QUOTED PASSAGE

Aw Hell, The BET Awards Came On Again

I've really got to meet more white people so I can do MTV instead.

I remember a few years ago, BET seems to have begun to turn a corner. The Awards show which had long been associated with pure f*ckery and general shame had almost gained a bit of legitimacy.

But with Twitter at its apex, BET decided to have as much ridamndiculousness as possible this year. And you know what that means: Black Twitter almost exploded. Luckily BET always has a gospel segment which is where 90 percent of people check out and go to the bathroom, buy some drugs, or call their mothers.

By the way, as I’m writing this I just heard somebody say that Patti LaBelle’s voice is the most powerful voice on earth. Ain’t that right, boo? #true

Anyway, I had no intention of writing about the BET awards, but since I decided to watch it, I feel compelled because of the amount of f*cksh*t I’ve observed. So allow me to tell you about a little of it…my observations.

Why did Cee-lo put on a porcupine, feather, cap wig and purple shoes…THEN have the nerve to curse while wearing the gayest pastor coat in history?

Marsha Amborsius – bless her heart – has no booty whatsoever. I often wonder if women with no booty go to sleep every night and hope to wake up with a booty. Not even a big ole ass, just something well proportioned to the rest of her body. I’m a formerly Black man (thanks to Cee-lo and his get up I quit the Black race) so the hindparts are necessary to some extent. Marsha does have nice legs though with her spray on tan.

What the f*ck was up with everybody singing off key? It’s like everybody forgot to do a sound check AND the sound engineer quit right before the show over money. Alicia Keys sounded a little more of husky voice than usual AND was off key. Basically she sounded like The-Dream if he were to ever hit puberty.

Speaking of WTFness, what was up with all the profanity during the show? Aren’t they supposed to do the clean versions of songs? And if you’re going to do that for a Black awards show, you need a 30 second delay, not a 2 second delay like they were using. I feel like my TV cursed me out. And I didn’t like it. Stop it, television. I bought you TAKE THE FADE N*GGA!!!! TAKE THE FADE!!!!

TASK REQUIREMENTS
1 – Revise the BET Awards post: reproduce the stretch from "I remember a" through "call their mothers.", with "gospel segment" changed to "tribute segment".
2 – According to the BET Awards post, what percentage of people check out during the gospel segment?

SOURCE DATA
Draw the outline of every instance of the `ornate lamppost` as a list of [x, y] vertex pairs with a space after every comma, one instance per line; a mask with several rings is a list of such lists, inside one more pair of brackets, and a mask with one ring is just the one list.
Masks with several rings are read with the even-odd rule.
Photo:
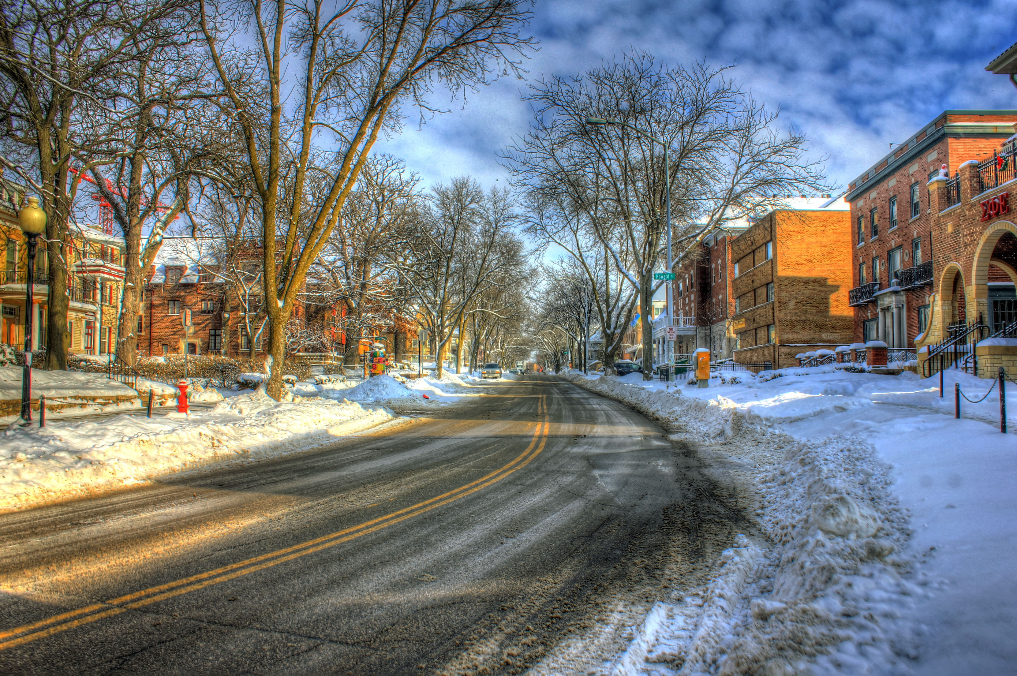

RESULTS FOR EACH TASK
1 –
I remember a few years ago, BET seems to have begun to turn a corner. The Awards show which had long been associated with pure f*ckery and general shame had almost gained a bit of legitimacy.

But with Twitter at its apex, BET decided to have as much ridamndiculousness as possible this year. And you know what that means: Black Twitter almost exploded. Luckily BET always has a tribute segment which is where 90 percent of people check out and go to the bathroom, buy some drugs, or call their mothers.

2 – 90 percent.